» **Written request**: Return the full listing exactly as it is written.

[Position identification records]

------

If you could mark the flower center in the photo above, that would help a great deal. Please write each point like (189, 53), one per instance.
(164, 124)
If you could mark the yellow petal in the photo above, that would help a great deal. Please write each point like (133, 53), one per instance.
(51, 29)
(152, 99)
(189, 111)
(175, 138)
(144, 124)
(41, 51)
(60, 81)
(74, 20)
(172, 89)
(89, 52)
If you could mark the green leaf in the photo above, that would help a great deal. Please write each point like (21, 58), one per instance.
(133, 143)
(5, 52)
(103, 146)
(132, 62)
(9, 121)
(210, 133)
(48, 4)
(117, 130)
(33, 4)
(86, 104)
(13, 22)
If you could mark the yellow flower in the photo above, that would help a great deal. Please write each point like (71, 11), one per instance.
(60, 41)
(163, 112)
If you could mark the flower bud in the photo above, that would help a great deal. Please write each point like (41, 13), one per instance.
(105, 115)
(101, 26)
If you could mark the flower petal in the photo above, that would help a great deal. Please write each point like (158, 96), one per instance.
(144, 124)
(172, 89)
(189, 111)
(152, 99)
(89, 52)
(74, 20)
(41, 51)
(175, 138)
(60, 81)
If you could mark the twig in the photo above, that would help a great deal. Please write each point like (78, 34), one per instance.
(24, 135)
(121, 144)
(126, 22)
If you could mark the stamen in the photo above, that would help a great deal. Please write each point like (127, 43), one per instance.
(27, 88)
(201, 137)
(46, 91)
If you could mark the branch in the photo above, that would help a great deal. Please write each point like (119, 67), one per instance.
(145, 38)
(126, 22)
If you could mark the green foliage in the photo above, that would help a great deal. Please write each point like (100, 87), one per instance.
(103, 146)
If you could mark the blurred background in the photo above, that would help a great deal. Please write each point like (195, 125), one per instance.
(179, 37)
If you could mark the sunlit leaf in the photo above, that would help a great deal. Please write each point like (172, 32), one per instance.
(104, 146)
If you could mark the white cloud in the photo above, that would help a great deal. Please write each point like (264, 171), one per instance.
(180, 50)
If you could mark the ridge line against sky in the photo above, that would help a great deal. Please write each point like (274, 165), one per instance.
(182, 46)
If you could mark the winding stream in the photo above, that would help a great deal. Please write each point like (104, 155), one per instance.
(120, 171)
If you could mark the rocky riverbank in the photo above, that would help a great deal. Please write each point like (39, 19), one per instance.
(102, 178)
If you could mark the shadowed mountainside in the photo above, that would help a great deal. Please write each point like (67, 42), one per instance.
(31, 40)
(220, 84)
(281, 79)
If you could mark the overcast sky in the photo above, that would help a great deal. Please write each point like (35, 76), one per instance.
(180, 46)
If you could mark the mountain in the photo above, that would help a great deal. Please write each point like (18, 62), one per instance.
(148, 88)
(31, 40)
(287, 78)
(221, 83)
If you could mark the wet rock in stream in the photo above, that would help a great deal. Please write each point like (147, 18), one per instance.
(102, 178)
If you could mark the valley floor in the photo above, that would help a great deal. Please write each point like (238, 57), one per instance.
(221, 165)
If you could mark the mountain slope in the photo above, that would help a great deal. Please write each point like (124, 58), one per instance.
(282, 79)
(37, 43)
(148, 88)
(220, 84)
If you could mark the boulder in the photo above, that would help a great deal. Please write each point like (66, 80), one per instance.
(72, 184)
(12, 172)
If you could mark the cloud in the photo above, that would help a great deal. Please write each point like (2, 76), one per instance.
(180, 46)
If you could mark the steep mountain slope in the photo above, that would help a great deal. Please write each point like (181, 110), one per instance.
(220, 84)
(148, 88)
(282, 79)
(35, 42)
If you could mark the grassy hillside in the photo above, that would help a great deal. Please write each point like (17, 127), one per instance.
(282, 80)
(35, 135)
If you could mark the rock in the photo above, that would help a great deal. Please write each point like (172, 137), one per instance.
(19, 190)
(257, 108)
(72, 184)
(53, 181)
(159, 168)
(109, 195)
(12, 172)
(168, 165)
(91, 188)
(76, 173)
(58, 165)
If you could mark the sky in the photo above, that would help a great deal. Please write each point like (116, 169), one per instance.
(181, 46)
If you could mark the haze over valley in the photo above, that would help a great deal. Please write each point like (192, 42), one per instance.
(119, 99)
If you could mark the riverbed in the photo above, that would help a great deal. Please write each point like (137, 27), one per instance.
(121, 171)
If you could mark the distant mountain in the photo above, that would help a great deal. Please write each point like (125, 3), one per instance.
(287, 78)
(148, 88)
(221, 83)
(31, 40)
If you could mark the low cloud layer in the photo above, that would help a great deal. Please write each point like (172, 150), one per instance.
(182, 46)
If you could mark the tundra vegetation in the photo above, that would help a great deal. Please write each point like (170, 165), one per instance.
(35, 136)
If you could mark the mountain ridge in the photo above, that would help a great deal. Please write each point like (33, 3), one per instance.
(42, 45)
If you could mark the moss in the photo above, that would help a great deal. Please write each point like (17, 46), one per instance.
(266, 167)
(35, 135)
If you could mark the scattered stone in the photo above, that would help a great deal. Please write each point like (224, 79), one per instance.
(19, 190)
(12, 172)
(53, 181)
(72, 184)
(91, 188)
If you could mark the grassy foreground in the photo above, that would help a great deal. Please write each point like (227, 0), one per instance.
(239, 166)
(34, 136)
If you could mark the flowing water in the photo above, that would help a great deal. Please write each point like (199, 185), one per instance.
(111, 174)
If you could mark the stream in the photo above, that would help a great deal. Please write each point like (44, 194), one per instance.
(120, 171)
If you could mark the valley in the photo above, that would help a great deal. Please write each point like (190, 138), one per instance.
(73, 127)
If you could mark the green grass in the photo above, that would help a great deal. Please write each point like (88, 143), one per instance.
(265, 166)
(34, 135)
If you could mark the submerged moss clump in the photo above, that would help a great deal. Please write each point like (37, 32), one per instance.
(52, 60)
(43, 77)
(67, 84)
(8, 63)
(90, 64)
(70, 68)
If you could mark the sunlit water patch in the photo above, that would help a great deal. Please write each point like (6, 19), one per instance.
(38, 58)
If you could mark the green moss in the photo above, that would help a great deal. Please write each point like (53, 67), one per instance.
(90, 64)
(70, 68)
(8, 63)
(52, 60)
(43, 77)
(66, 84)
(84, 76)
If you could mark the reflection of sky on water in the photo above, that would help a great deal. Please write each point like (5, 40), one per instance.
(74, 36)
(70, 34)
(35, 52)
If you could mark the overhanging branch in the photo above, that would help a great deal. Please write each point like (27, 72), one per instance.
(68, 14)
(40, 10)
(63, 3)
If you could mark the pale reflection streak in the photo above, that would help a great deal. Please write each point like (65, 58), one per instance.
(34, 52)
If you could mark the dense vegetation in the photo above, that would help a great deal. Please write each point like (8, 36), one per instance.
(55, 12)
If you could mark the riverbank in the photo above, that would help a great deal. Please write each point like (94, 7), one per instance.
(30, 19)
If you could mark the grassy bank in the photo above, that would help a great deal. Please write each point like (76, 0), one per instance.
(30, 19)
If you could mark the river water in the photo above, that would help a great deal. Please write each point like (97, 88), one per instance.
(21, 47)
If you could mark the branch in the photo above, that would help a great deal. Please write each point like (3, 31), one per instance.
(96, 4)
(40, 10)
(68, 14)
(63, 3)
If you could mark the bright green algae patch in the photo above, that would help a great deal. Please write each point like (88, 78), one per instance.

------

» **Answer to the problem**:
If you could mark the flower center in the photo above, that would help a great deal. Please write each point like (189, 53), one per instance.
(164, 124)
If you could mark the yellow petal in the photo above, that would help a great deal. Please write each point like (133, 53), one per instance.
(51, 29)
(152, 99)
(189, 111)
(175, 138)
(144, 124)
(41, 51)
(60, 81)
(74, 20)
(172, 89)
(89, 52)
If you could mark the green leaf in the photo above, that would help a great deal. Please write each point like (21, 58), one per instance.
(133, 143)
(5, 52)
(103, 146)
(132, 62)
(9, 121)
(210, 133)
(48, 4)
(117, 130)
(33, 4)
(86, 104)
(13, 22)
If you could mark the yellow flower in the photo above, that would help a great deal. Please write each point like (71, 11), one per instance.
(60, 41)
(163, 112)
If you could mark the flower bud in the photo above, that would help a great deal. Please write each point like (41, 13), one per instance.
(105, 115)
(101, 26)
If you could mark the flower petal in the photo above, that would help a great deal. Please write each point like (158, 96), one per instance.
(144, 124)
(172, 89)
(189, 111)
(152, 99)
(89, 52)
(74, 20)
(41, 51)
(175, 138)
(60, 81)
If you could mark the twig in the photo above, that would help a great deal. Please write each point like (78, 34), one per instance.
(24, 135)
(121, 144)
(126, 22)
If you could mark the stamen in the photo above, that would help a great deal. Please write each point like (127, 43), one per instance.
(27, 88)
(201, 137)
(46, 91)
If you could mark the branch in the photo above, that would help a great deal. Please write each point like (119, 67), one per instance.
(145, 38)
(126, 22)
If you could mark the green foliage in the photo above, that would help a great deal. Please write each point like (100, 87), one per instance.
(103, 146)
If you could mark the blurred background in the photo above, that would help a great deal. Please write each point like (195, 125), one per instance.
(179, 37)
If you could mark the sunlit leaf in the photo above, that would help a great deal. Please write each point like (172, 32), one per instance.
(104, 146)
If you could mark the white cloud in the photo above, that would help a great deal. Please write each point like (264, 171), one per instance.
(180, 50)
If you could mark the ridge line against sky in the photo above, that would help a great deal. Please write each point like (274, 165), one per instance.
(182, 46)
If you could mark the winding stream in the photo above, that would help a great deal. Please write each point like (104, 155), one per instance.
(120, 171)
If you could mark the rocky riverbank in the photo above, that would help a great deal. Please write each point like (39, 19), one per instance.
(102, 178)
If you could mark the shadowed mountainside in the photo above, that would help a great deal. Please write each point like (67, 42), one per instance.
(31, 40)
(220, 84)
(281, 79)
If you could mark the overcast sky in the photo above, that would help a great deal. Please write each point like (35, 76), one per instance.
(180, 46)
If you could mark the mountain in the photo above, that would help a great deal. Please write each point like (18, 62), one per instance.
(148, 88)
(31, 40)
(287, 78)
(221, 83)
If you could mark the wet rock in stream in the photo above, that would help a great deal. Please write each point like (147, 18), one per instance.
(102, 178)
If you could mark the valley floor in the photo above, that would help a great deal. Please write each point like (238, 57), one per instance.
(221, 165)
If you could mark the mountain slope in the photo above, that would help a great deal. Please write each point like (124, 58), one per instance.
(282, 79)
(37, 43)
(148, 88)
(220, 84)
If you could mark the boulder in the photo above, that would help a great deal. Please write each point like (66, 80), one per instance.
(72, 184)
(12, 172)
If you could mark the cloud in the photo above, that would help a great deal. Please write each point like (2, 76), one per instance.
(180, 46)
If you could mark the steep mountain slope in the photo above, that would help a great deal. Please write each point like (181, 110), one per instance.
(220, 84)
(148, 88)
(282, 79)
(35, 42)
If you could mark the grassy hillside in the photo above, that would help a great deal. Please write each point like (17, 127), one per instance.
(282, 80)
(35, 135)
If you could mark the rock in the photo above, that would help a great deal. Please write each point like (172, 137), one per instance.
(19, 190)
(257, 108)
(72, 184)
(53, 181)
(159, 168)
(109, 195)
(12, 172)
(168, 165)
(91, 188)
(76, 173)
(58, 165)
If you could mark the sky in the photo above, that would help a great deal. Please write each point like (116, 169), one per instance.
(181, 46)
If you could mark the haze over valley in the photo above, that would help a great deal. Please write each point like (192, 42), one per instance.
(119, 99)
If you could mark the riverbed in the photo above, that would help a great deal. Please write each point like (137, 27), one per instance.
(121, 171)
If you could mark the distant mountain in the photo above, that would help a great deal. Please write each point like (125, 3), one per instance.
(287, 78)
(148, 88)
(221, 83)
(31, 40)
If you could mark the low cloud layer in the photo above, that would help a great deal. Please write each point like (172, 150), one per instance.
(182, 46)
If you could mark the tundra vegetation in the photo above, that would help a great deal. Please write each point like (170, 165), one per instance.
(35, 136)
If you could mark the mountain ridge in the photo above, that would help a great deal. Please write each point like (33, 3), one per instance.
(42, 45)
If you could mark the moss in the photo above, that would help a great deal. Please write each point like (17, 46), one per instance.
(266, 167)
(35, 135)
If you could mark the scattered stone in the photo above, that would help a great deal. Please write each point like (224, 79), one per instance.
(19, 190)
(12, 172)
(53, 181)
(72, 184)
(91, 188)
If you could mark the grassy foreground in the photo above, that would help a great deal. Please write each point like (227, 0), one per instance.
(239, 166)
(34, 136)
If you could mark the flowing water in the photo above, that would help a great deal. Please write each point like (199, 185), one per instance.
(111, 174)
If you could mark the stream in the photo above, that would help a great deal. Please write each point like (44, 194), one per instance.
(120, 171)
If you could mark the valley in the photo above, that would help a great deal. Please write each point like (190, 138), one per instance.
(73, 127)
If you could mark the green grass in the photo above, that would help a great deal. Please write each point like (88, 143), one per instance.
(265, 166)
(34, 135)
If you could mark the submerged moss clump in the photo above, that would help a great deal. Please write each point like (37, 32), one per instance.
(52, 60)
(43, 77)
(67, 84)
(8, 63)
(90, 64)
(70, 68)
If you could mark the sunlit water patch in the photo above, that would help a great deal. Please write each point like (6, 19), one per instance.
(38, 58)
If you could mark the green moss in the photo above, that would help a great deal. Please write each point like (53, 67), one per instance.
(90, 64)
(70, 68)
(8, 63)
(52, 60)
(43, 77)
(66, 84)
(84, 76)
If you could mark the reflection of sky on water in the photo above, that would help a great deal. Please write each point like (5, 40), one per instance.
(74, 36)
(70, 34)
(35, 52)
If you could mark the overhanging branch in the photo above, that would help a great deal. Please write each point like (27, 72), one per instance.
(68, 14)
(40, 10)
(63, 3)
If you could mark the pale reflection streak in the photo above, that would help a great deal. Please write each point like (65, 58), one per instance.
(34, 52)
If you could mark the dense vegetation in the photo above, that would help a great deal. Please write each point like (8, 36), one per instance.
(55, 12)
If you could mark the riverbank in the photo above, that would help a great deal. Please write each point like (94, 7), one per instance.
(30, 19)
If you could mark the grassy bank in the photo above, that would help a great deal. Please write each point like (76, 0), one per instance.
(30, 19)
If you could mark the river water in the photo above, that would help a great deal. Please write each point like (97, 88), one per instance.
(21, 47)
If you could mark the branch in the photo above, that would help a great deal. Please write each point like (3, 31), one per instance.
(96, 4)
(40, 10)
(68, 14)
(63, 3)
If you could mark the bright green algae patch in the photo above, that would help a great deal. Please write each point like (88, 78), one per instance.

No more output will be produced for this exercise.